→ **Task prompt**: Give every line below again, exactly.

→ **Provided information**:
§
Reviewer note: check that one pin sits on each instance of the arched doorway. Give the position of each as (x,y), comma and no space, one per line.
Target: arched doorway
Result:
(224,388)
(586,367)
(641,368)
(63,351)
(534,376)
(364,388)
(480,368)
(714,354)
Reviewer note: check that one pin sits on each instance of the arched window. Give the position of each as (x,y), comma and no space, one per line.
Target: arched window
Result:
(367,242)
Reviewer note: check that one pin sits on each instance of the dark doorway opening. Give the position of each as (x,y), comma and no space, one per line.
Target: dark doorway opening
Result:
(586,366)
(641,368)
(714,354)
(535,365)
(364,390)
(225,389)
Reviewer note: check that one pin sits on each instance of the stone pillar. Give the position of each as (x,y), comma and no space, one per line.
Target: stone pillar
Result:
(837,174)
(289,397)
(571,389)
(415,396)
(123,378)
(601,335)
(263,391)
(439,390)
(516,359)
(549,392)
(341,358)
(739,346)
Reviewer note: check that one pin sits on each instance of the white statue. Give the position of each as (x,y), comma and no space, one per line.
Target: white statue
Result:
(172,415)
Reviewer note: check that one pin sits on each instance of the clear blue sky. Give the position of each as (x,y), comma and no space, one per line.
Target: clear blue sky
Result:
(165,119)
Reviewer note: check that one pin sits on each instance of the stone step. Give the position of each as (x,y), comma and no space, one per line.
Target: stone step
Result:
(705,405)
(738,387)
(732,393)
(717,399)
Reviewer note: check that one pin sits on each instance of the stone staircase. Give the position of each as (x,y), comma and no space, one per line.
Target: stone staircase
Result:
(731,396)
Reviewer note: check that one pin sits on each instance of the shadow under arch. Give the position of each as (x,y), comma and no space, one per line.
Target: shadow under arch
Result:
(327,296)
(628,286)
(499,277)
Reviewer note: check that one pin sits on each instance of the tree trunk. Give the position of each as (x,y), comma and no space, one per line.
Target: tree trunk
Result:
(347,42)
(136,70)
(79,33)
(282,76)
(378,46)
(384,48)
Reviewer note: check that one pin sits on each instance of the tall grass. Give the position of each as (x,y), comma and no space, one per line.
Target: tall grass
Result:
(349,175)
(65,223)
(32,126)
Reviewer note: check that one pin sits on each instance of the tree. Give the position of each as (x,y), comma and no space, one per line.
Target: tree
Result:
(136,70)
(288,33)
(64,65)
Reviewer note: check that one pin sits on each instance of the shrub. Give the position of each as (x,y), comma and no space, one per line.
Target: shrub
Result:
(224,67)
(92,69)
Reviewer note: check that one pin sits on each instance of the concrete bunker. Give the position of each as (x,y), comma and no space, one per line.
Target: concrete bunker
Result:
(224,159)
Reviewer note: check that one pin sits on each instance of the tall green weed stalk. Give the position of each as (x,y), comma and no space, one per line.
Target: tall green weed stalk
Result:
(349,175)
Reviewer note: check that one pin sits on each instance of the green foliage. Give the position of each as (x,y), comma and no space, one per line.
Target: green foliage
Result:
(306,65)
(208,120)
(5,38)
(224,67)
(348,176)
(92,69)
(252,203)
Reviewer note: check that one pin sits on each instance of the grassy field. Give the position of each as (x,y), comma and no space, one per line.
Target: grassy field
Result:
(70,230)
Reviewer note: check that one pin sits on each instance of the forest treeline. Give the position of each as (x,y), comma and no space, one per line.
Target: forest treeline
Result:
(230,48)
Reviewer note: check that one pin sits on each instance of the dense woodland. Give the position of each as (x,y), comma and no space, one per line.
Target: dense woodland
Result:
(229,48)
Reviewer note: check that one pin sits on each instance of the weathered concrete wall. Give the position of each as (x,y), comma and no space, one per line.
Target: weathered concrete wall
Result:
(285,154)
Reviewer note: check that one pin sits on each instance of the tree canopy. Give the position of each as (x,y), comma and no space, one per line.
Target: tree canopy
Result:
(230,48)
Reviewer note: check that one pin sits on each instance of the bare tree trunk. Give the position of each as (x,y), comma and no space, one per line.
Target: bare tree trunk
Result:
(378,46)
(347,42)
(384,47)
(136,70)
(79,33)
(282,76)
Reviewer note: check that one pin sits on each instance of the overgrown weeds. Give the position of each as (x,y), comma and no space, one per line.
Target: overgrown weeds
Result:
§
→ **Task response**:
Reviewer note: check that one pin sits on each instance of the arched doorway. Give the position of each as (x,y), comma and no space, one per line.
Target: arched doorway
Result:
(224,388)
(586,367)
(641,368)
(63,351)
(534,376)
(364,388)
(480,368)
(714,354)
Reviewer note: check that one pin sits on each instance of the arched window. Give the position of each as (x,y), comma and no space, one per line.
Target: arched window
Result:
(367,242)
Reviewer note: check that one pin sits on each instance of the dark doorway opening. Give the position of each as (x,y), comma and no space, one per line.
Target: dark doorway opening
Result:
(586,366)
(641,368)
(714,354)
(535,365)
(364,390)
(225,389)
Reviewer note: check that one pin sits on each instance of the stone pillar. Give the position of each as (x,y), comma and no space, one per line.
Target: stone pillar
Result:
(837,174)
(289,397)
(571,389)
(415,396)
(123,378)
(601,335)
(263,391)
(439,390)
(516,359)
(549,392)
(341,358)
(739,346)
Reviewer note: check that one pin sits on each instance of the white statue. Give the position of each as (x,y), comma and no space, one per line.
Target: white statue
Result:
(172,415)
Reviewer note: check that one pin sits on each instance of the clear blue sky. Give the position of each as (x,y), comma and no space, one per line.
Target: clear blue sky
Result:
(165,119)
Reviewer note: check that one pin sits on each instance of the stone step. Give the position of each as (x,y), comma and no space, one per line.
Target: stone step
Result:
(705,405)
(738,387)
(732,393)
(717,399)
Reviewer note: check that one pin sits on each instance of the stone staircase. Give the position of each as (x,y), comma and no space, one per line.
Target: stone staircase
Result:
(731,396)
Reviewer note: check that one pin sits on each instance of the shadow under arch. Give the position of each as (x,y), comma and no space, one per line.
Target: shadow under arch
Result:
(327,296)
(628,286)
(499,277)
Reviewer note: check that one pin sits on each instance of the tree trunk. Give the position of each as (x,y), comma and no space, one per line.
Target: tree trunk
Result:
(347,42)
(136,70)
(79,33)
(282,76)
(378,46)
(384,48)
Reviewer note: check that one pin sits on each instance of the tall grass. Give the position of each as (x,y), comma and no space, one per line.
Target: tall grass
Result:
(349,175)
(65,223)
(32,126)
Reviewer note: check that one pin sits on each instance of the tree. Give the position of each as (x,y), comma and no space, one per line.
Target: tree
Result:
(136,70)
(288,33)
(64,65)
Reviewer note: check that one pin sits on each instance of the shrub. Give the position of each as (x,y), comma and no space, one per line.
Target: shrub
Result:
(224,67)
(92,69)
Reviewer note: check that one pin sits on each instance of the concrete bunker. Give the position of each as (x,y), comma and no space, one per line.
Target: concrete bunker
Result:
(224,159)
Reviewer note: check that one pin sits on each instance of the tall green weed stalk. Give the position of each as (x,y), comma and no space, one per line.
Target: tall green weed stalk
Result:
(349,175)
Reviewer note: check that one pin sits on each instance of the green foliage. Give the position of each as (x,y), comma and no space, one per line.
Target: green foliage
Result:
(306,65)
(208,120)
(5,38)
(224,67)
(348,176)
(92,69)
(252,203)
Reviewer note: check that one pin sits on each instance of the grassy field. Give the position of each as (x,y), comma and no space, one per line.
Target: grassy field
Result:
(70,230)
Reviewer note: check that one pin sits on each instance of the forest treeline. Give the position of each as (x,y), comma and no space, one per line.
Target: forest treeline
Result:
(230,48)
Reviewer note: check that one pin sits on each instance of the dense woodland. Give the position of each as (x,y), comma and no space, one per line.
Target: dense woodland
Result:
(229,48)
Reviewer note: check that one pin sits on each instance of the weathered concrete wall. Give the position of each as (x,y), comma and no space, one per line.
Target: weathered concrete wall
Result:
(285,154)
Reviewer note: check that one pin sits on each instance of the tree canopy. Give the position of each as (x,y), comma and no space, one per line.
Target: tree canopy
Result:
(230,48)
Reviewer note: check that one pin sits on each instance of the bare tree trunk. Give the position of each as (x,y), comma and no space, one per line.
Target: bare tree trunk
Result:
(378,46)
(347,42)
(384,47)
(136,70)
(79,33)
(282,76)
Reviewer note: check that one pin sits on each instance of the overgrown weeds. Give the position of each as (x,y), comma and no space, one per line.
Target: overgrown weeds
Result:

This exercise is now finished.